__Exercise aim__:
Write out only the tail of the records, beginning at the line containing "For every instance of the stone church" and including the last line, exactly as written.

__Records provided__:
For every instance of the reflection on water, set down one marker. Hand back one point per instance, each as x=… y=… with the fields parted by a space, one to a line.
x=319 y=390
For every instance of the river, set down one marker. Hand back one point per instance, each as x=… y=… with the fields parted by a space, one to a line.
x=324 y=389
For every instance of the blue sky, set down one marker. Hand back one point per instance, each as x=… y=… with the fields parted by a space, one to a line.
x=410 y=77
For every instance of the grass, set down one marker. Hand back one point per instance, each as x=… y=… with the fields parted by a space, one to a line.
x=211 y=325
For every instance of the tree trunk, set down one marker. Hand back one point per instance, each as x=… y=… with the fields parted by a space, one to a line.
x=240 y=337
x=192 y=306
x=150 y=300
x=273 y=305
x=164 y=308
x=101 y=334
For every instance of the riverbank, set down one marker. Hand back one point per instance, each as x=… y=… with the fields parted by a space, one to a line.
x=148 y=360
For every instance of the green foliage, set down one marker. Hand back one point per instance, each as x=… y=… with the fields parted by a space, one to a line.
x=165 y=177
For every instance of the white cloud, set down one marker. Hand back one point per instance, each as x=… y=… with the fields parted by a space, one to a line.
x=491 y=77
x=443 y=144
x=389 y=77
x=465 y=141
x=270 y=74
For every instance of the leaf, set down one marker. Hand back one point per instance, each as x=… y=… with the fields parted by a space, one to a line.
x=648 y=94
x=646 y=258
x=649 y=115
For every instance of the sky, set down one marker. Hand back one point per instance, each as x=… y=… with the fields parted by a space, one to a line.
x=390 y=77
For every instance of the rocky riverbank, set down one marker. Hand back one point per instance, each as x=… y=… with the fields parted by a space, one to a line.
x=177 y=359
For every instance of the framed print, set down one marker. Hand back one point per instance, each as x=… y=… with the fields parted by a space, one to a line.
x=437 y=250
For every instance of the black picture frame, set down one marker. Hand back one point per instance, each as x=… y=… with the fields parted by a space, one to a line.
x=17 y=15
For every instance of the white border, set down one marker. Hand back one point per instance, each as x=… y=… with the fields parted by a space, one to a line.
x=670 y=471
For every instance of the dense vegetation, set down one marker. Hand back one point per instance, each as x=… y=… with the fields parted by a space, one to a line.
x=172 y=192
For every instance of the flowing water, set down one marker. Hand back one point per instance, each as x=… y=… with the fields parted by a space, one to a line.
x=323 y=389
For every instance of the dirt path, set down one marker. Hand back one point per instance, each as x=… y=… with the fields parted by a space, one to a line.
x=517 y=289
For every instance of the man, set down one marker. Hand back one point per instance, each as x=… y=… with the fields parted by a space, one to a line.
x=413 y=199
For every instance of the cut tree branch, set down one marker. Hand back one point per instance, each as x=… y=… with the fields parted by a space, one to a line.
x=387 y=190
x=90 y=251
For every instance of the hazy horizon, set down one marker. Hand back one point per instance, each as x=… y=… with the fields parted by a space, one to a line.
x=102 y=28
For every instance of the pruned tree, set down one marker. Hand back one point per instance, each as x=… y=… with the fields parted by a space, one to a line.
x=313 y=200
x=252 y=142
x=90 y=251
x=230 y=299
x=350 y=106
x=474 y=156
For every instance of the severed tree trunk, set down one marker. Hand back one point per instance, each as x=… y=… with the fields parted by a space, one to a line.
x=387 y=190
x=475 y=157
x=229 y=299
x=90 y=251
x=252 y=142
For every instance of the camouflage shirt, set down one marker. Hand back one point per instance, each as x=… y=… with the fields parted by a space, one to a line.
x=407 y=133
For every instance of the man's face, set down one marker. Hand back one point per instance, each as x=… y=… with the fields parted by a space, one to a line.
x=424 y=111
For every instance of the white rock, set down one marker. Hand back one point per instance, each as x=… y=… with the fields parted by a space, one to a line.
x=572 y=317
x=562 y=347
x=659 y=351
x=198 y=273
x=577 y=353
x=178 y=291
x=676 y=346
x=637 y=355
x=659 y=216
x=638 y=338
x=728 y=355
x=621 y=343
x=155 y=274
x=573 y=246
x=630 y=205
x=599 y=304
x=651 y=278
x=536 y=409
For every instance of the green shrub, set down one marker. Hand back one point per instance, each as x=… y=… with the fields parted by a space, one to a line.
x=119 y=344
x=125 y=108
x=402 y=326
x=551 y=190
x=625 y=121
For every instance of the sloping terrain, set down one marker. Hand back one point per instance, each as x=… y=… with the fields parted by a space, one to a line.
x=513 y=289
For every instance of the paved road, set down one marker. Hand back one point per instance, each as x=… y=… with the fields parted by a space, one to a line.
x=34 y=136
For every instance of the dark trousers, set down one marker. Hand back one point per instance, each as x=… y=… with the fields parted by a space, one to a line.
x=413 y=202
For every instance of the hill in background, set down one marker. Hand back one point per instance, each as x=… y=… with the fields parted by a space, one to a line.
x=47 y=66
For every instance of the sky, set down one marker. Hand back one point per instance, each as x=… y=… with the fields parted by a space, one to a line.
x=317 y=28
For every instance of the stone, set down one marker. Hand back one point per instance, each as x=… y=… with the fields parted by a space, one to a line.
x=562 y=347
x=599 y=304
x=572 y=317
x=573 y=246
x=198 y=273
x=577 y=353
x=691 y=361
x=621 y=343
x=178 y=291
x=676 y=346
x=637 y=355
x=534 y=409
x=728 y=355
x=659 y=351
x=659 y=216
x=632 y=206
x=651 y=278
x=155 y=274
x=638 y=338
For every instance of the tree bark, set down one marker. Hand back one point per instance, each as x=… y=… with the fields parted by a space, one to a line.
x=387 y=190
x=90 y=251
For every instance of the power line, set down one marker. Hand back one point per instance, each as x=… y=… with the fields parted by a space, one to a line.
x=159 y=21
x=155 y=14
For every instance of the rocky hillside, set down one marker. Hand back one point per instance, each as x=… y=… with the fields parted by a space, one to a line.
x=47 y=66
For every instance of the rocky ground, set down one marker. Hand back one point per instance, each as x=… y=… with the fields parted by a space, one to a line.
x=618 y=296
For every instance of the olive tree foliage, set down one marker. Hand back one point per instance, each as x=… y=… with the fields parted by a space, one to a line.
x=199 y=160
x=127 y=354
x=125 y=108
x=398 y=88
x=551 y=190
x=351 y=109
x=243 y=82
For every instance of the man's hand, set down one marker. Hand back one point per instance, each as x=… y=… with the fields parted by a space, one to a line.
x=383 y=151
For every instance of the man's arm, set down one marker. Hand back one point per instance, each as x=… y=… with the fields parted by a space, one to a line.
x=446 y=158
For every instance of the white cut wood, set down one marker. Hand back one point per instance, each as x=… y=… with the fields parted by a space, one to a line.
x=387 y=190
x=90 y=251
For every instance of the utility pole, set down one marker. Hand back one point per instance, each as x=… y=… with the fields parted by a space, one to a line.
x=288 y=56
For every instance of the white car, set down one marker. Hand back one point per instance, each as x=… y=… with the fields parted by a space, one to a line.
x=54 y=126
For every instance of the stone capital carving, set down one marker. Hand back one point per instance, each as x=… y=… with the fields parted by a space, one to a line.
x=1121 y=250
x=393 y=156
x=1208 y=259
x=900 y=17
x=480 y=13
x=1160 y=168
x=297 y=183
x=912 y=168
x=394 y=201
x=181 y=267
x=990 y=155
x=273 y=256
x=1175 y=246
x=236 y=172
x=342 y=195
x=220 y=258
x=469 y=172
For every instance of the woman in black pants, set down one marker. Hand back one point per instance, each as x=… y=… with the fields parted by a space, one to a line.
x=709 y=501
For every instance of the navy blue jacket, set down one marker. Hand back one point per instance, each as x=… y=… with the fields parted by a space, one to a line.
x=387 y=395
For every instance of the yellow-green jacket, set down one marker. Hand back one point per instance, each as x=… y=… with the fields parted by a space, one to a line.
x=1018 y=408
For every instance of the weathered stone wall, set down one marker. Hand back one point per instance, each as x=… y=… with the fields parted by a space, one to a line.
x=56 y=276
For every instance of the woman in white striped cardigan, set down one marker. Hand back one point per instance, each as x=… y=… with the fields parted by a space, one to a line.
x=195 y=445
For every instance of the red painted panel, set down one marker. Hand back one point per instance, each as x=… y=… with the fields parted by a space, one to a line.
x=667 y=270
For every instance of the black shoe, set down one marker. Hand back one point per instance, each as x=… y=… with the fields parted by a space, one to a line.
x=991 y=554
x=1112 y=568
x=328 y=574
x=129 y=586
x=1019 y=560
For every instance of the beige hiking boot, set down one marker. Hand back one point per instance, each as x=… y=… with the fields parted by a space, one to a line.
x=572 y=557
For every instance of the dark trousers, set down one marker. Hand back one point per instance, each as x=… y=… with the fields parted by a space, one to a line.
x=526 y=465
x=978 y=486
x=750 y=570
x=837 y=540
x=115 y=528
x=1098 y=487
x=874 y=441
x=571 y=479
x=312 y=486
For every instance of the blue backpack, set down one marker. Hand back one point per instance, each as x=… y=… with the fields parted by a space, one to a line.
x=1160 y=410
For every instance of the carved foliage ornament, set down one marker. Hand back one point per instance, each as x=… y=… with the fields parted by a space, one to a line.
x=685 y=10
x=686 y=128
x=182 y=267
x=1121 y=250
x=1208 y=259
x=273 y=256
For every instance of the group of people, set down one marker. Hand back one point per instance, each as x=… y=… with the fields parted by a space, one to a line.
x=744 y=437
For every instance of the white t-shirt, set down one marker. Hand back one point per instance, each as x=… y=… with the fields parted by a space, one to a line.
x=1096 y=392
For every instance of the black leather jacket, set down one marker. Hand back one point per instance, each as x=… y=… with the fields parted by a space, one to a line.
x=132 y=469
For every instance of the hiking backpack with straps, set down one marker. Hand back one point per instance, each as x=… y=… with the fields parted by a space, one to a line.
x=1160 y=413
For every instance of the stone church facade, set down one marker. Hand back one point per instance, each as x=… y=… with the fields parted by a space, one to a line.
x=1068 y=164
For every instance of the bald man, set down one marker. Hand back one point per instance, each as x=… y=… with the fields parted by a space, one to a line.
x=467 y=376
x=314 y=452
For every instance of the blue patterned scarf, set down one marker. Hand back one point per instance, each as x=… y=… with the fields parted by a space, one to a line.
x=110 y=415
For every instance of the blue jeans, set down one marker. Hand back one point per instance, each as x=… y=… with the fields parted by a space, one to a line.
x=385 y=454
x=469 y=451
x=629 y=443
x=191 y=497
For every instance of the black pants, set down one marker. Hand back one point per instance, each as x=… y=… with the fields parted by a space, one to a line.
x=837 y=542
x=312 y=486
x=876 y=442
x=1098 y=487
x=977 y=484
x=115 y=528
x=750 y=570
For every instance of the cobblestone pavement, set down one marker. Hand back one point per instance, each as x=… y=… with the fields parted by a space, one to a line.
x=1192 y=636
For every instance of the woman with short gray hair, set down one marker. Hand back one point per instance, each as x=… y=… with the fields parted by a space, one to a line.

__Output for this exercise__:
For every instance of the stone church facade, set down one marker. Hand back one point per instance, each as x=… y=… with the fields parted by a space, one to a line.
x=1068 y=164
For every instance of the bald man, set down one marker. Hand back one point per instance, each as x=… y=… with the fields parted by a space, one to a line.
x=467 y=376
x=314 y=452
For every instance of the blue patterned scarf, set down one marker. Hand back one point per instance, each as x=… y=… with the fields parted by a space, one to a line.
x=110 y=415
For every instance of the blue jeans, set down one marker. Hand back one point per instance, each as x=… y=… with the fields parted by a space, one to a line.
x=385 y=454
x=469 y=451
x=629 y=443
x=191 y=497
For every instance of the black pants, set down one marker. Hand back one point per instance, each as x=… y=… with the fields parted by a space, one to a line.
x=837 y=542
x=312 y=486
x=876 y=442
x=1098 y=487
x=977 y=484
x=115 y=528
x=750 y=570
For every instance of the cobblestone pavement, set down one marker. Hand back one point per instance, each as x=… y=… with the fields parted by a space, one to a line.
x=1192 y=636
For every instance of the woman with short gray hair, set down one marker. Hand back one point per instance, each as x=… y=… with the fields parted by a space, one to a line.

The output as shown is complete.